- Extrait du texte

Lettre ouverte à M. Philippe Couillard, Premier Ministre du Québec
Vendredi, 21 octobre 2016
Monsieur le Premier Ministre,
Avez-vous débranché votre téléphone ? Annulé votre connexion Internet ? Oublié de lire les journaux ? Bloqué votre télé sur une chaîne sportive ?
Voici une nouvelle pour vous : le projet de loi sur les hydrocarbures que votre gouvernement s’entête à enfoncer dans la gorge des Québécois.e.s ne passe pas. En fait, on a rarement vu une opposition aussi généralisée à un projet de loi.
Notez que les amendements présentés le 29 septembre n’atténuent en rien cette opposition, car ils ne répondent pas aux objections de fond ayant fusé de toutes parts. Votre engagement verbal, quant à une éventuelle suspension des permis dans les basses-Terres du Saint-Laurent, non plus. Trop restreint. Trop discrétionnaire.
Qui écouterez-vous ? La société québécoise ou les lobbyistes de l’industrie ?
Écouterez-vous l’Union des producteurs agricoles, qui demande de soustraire les zones agricoles au développement des hydrocarbures?
Écouterez-vous les deux principales centrales syndicales du Québec, la Confédération des syndicats nationaux (CSN) et la Fédération des travailleurs du Québec (FTQ), qui réclament un débat sur l’exploitation des hydrocarbures et non une loi sur la manière de les exploiter?

- Entrées répertoriées
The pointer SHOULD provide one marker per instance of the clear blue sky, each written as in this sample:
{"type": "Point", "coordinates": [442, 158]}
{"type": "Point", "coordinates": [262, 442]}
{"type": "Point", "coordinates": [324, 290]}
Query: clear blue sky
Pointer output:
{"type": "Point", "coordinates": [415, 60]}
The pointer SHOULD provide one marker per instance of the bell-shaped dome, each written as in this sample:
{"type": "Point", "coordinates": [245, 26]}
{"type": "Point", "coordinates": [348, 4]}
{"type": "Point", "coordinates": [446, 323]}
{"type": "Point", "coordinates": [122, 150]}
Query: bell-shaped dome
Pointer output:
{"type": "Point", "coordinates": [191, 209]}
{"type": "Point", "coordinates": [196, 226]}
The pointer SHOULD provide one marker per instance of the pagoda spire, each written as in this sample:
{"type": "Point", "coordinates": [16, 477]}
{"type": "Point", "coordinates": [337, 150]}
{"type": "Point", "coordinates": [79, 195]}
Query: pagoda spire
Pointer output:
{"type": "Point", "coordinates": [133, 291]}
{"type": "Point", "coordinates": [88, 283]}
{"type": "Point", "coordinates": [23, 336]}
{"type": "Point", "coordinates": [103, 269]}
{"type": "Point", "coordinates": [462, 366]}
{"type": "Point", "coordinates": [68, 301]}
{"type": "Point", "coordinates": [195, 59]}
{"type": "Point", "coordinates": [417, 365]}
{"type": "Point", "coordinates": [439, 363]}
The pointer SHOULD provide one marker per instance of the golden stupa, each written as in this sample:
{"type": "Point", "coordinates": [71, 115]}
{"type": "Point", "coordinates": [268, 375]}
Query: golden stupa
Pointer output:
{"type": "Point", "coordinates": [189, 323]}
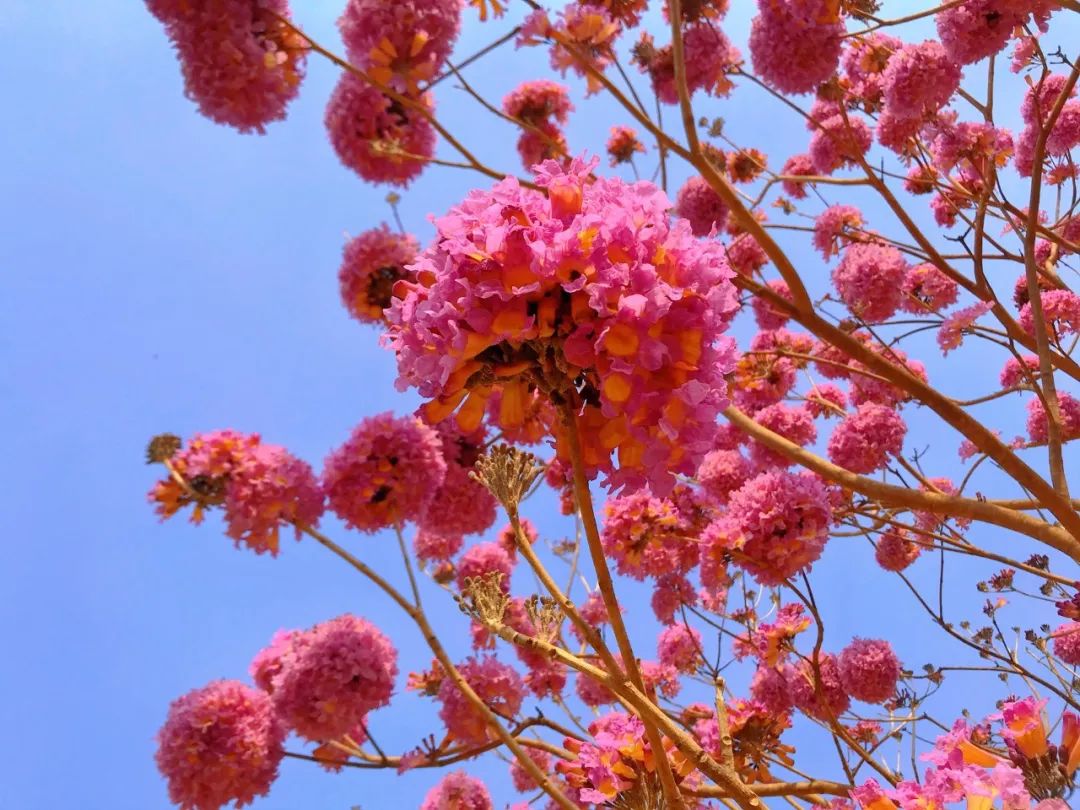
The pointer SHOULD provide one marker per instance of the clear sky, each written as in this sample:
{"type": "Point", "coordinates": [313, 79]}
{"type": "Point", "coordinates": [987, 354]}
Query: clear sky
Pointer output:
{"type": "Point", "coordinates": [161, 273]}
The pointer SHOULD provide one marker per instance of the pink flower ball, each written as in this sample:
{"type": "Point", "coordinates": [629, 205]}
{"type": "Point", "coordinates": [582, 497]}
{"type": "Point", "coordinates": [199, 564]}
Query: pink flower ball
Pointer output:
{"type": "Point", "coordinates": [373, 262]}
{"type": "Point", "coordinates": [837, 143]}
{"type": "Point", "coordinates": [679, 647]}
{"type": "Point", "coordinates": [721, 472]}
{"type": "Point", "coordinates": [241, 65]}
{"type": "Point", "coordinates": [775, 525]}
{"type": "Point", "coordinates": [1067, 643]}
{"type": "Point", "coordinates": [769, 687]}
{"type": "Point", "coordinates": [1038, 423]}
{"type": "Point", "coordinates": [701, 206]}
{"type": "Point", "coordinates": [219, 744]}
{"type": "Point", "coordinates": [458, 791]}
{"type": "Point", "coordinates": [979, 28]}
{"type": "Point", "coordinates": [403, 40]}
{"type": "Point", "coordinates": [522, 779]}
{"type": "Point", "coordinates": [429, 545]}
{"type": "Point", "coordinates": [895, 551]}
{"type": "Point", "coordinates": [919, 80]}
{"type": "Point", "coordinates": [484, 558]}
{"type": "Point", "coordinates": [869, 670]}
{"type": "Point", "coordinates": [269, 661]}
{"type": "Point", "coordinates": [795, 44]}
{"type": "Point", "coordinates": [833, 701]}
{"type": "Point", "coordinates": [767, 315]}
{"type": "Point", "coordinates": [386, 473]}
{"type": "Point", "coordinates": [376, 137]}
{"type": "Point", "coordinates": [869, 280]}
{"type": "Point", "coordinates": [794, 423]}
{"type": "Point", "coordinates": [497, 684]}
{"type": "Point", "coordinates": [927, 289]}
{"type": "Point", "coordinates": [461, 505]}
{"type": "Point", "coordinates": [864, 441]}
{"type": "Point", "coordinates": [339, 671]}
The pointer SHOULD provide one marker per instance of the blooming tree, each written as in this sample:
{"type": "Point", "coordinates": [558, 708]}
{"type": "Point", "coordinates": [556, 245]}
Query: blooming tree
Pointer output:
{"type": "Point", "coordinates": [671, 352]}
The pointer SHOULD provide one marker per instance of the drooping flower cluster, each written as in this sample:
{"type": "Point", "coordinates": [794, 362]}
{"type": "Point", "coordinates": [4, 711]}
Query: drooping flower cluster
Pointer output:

- Tâches écrites
- a) Réécrivez le passage de la lettre ouverte qui s'ouvre sur les mots « Notez que les » et se termine par « de l’industrie ? », en remplaçant « lobbyistes » par « représentants ».
- b) D'après la lettre ouverte, que demande l'Union des producteurs agricoles ?

- Liste des réponses
- a)
Notez que les amendements présentés le 29 septembre n’atténuent en rien cette opposition, car ils ne répondent pas aux objections de fond ayant fusé de toutes parts. Votre engagement verbal, quant à une éventuelle suspension des permis dans les basses-Terres du Saint-Laurent, non plus. Trop restreint. Trop discrétionnaire.
Qui écouterez-vous ? La société québécoise ou les représentants de l’industrie ?

- b) Elle demande de soustraire les zones agricoles au développement des hydrocarbures.